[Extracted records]
━━━━

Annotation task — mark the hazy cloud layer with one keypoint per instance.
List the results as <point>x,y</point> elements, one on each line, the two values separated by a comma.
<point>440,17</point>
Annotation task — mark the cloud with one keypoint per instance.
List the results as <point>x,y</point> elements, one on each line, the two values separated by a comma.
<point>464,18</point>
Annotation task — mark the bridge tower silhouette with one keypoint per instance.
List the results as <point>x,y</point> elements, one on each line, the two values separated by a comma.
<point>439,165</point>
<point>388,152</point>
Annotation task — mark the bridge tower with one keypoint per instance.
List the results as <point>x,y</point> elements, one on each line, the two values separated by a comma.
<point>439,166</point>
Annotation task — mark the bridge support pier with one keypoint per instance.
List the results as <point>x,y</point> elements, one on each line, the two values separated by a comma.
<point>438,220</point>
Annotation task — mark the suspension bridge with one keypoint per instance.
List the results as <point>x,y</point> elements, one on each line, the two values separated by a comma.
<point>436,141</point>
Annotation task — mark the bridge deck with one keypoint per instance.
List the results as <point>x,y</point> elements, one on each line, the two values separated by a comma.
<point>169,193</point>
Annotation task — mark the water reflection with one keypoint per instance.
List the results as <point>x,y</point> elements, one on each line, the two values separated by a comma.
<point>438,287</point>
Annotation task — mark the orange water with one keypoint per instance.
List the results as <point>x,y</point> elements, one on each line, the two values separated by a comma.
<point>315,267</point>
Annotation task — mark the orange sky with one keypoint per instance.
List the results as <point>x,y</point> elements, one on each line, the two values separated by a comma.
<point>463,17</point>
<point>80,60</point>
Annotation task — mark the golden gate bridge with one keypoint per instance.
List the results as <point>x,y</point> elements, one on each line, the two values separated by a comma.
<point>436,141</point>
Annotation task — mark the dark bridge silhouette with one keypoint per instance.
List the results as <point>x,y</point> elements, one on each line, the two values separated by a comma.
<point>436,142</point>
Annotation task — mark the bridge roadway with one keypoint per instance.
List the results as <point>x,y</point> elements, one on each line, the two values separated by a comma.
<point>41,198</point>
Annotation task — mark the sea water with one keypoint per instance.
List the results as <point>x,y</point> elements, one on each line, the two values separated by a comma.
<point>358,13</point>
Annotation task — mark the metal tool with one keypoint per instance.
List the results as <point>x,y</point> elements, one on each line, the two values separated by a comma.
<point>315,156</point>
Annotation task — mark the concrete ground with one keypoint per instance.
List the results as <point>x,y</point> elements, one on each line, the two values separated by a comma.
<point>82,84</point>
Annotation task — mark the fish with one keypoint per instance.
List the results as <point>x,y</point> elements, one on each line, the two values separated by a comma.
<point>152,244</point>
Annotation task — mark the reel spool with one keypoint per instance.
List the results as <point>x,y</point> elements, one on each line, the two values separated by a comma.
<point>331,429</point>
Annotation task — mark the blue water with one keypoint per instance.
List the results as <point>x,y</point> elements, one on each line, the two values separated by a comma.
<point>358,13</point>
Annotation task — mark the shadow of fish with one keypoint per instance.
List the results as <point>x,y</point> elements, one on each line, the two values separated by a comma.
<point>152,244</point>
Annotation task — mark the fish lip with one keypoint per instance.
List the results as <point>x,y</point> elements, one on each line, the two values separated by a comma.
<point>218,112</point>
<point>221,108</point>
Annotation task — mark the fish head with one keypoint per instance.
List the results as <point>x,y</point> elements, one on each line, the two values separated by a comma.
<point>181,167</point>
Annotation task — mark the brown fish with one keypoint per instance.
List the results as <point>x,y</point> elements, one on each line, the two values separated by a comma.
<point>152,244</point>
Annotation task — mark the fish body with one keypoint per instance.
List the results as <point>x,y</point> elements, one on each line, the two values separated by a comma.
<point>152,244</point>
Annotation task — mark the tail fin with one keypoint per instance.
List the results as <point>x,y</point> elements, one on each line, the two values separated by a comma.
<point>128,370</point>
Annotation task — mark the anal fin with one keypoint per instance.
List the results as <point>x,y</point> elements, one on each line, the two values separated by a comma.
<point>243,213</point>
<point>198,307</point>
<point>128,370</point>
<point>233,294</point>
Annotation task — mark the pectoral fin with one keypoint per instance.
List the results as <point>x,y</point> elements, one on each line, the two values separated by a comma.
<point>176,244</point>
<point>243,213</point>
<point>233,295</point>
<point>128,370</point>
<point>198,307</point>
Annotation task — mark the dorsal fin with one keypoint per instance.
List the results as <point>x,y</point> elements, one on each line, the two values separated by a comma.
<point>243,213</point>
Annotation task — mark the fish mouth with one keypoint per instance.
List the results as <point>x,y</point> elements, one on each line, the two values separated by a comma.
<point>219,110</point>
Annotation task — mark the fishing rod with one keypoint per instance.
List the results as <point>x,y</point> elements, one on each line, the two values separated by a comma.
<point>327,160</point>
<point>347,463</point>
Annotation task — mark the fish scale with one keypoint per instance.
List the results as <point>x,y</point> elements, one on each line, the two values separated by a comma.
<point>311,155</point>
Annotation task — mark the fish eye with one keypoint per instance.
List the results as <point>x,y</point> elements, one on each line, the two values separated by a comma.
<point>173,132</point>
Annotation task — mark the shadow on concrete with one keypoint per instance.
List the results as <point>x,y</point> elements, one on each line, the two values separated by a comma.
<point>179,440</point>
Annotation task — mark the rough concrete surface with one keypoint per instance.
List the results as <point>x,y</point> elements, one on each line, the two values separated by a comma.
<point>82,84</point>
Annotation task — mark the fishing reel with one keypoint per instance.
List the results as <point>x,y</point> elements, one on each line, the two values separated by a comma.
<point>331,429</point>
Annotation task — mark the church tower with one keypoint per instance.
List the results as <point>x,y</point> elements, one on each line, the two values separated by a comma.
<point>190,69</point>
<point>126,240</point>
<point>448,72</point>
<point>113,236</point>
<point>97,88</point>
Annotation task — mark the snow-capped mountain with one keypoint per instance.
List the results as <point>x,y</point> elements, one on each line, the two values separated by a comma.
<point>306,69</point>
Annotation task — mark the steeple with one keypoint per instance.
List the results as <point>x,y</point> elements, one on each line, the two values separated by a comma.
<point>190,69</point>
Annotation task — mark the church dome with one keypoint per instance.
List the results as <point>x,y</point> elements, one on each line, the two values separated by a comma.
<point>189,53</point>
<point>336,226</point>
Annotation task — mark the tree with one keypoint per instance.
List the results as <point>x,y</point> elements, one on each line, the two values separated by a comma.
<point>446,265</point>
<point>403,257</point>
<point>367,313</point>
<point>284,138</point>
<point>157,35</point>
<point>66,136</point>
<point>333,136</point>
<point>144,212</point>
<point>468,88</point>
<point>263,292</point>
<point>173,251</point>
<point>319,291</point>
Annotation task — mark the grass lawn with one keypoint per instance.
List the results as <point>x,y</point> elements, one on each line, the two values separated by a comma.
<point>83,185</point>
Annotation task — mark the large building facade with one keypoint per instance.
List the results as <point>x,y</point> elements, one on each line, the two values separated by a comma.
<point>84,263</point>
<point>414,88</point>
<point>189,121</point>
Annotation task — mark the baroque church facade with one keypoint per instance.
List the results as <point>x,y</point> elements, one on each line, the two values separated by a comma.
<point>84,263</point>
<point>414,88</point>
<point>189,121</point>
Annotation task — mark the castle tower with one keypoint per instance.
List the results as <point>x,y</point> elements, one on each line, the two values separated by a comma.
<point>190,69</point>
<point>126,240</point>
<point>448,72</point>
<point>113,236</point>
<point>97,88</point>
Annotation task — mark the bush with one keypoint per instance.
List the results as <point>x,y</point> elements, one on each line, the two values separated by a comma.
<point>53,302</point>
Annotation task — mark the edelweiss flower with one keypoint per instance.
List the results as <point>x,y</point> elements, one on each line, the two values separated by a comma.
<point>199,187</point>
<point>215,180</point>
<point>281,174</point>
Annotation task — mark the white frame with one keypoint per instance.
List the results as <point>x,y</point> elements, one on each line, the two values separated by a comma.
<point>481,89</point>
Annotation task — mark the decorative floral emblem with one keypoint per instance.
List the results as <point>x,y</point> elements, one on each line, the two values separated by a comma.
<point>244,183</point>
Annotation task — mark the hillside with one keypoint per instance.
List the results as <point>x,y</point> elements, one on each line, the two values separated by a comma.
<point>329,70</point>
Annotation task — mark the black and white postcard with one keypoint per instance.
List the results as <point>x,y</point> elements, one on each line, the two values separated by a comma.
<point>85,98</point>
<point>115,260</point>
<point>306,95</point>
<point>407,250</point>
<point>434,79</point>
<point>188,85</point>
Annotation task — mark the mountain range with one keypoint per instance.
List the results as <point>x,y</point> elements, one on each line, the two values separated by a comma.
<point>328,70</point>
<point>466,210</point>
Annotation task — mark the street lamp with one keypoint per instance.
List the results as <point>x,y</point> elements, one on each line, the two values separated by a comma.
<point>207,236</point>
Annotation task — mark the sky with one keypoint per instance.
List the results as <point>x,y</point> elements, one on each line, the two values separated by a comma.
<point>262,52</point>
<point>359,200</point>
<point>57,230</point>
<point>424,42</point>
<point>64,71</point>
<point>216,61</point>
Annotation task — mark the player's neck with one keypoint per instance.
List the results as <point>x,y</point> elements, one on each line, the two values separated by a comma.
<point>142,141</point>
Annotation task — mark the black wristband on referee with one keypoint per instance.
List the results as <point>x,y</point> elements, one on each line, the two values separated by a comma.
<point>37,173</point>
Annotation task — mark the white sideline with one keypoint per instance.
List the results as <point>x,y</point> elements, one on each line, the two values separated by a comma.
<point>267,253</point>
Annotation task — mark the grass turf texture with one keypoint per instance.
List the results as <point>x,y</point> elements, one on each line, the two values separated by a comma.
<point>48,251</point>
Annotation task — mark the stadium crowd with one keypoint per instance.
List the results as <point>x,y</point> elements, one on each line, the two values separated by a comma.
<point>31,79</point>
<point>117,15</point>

━━━━

| What is being asked |
Wherever a line above includes the string "fishing", count it; give only the final tally.

| Response to the exercise |
2